> **Problem statement**:
Whenever a line in the data contains "plate", show that line.

> **Exercise inputs**:
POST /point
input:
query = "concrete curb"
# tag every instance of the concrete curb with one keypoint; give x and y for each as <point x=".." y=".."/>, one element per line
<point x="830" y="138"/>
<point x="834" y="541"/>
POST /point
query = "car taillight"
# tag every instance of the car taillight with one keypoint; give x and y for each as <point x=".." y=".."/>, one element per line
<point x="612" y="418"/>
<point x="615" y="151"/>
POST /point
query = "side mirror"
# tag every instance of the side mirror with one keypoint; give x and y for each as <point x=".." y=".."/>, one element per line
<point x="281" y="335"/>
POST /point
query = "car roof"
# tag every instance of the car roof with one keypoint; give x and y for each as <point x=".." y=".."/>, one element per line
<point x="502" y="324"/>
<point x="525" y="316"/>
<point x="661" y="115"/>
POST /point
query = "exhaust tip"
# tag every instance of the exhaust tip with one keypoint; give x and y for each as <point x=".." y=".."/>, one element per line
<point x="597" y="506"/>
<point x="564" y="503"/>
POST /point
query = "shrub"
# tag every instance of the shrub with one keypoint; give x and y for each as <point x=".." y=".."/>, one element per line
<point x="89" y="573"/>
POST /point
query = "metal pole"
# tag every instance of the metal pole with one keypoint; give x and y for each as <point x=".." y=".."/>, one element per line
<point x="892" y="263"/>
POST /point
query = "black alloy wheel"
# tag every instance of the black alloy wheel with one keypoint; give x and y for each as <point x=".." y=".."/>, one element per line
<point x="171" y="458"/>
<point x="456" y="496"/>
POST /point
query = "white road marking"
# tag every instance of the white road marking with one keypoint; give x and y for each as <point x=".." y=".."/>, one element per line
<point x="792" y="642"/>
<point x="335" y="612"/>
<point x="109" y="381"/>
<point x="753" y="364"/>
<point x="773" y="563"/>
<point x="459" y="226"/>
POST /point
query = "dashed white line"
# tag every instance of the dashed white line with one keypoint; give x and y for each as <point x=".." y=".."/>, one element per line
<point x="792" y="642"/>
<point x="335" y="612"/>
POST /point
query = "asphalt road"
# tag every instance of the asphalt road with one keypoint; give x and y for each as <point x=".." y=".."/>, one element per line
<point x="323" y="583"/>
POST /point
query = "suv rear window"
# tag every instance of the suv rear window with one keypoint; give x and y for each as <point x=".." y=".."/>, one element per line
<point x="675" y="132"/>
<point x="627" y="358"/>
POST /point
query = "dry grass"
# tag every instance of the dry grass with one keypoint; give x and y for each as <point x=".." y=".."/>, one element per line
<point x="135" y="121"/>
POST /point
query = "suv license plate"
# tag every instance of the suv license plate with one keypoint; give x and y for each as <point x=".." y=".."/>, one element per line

> **Answer to the problem**:
query = "suv license plate"
# tag every instance of the suv license plate with one keypoint; give x and y for each as <point x=".." y=".."/>, one element per line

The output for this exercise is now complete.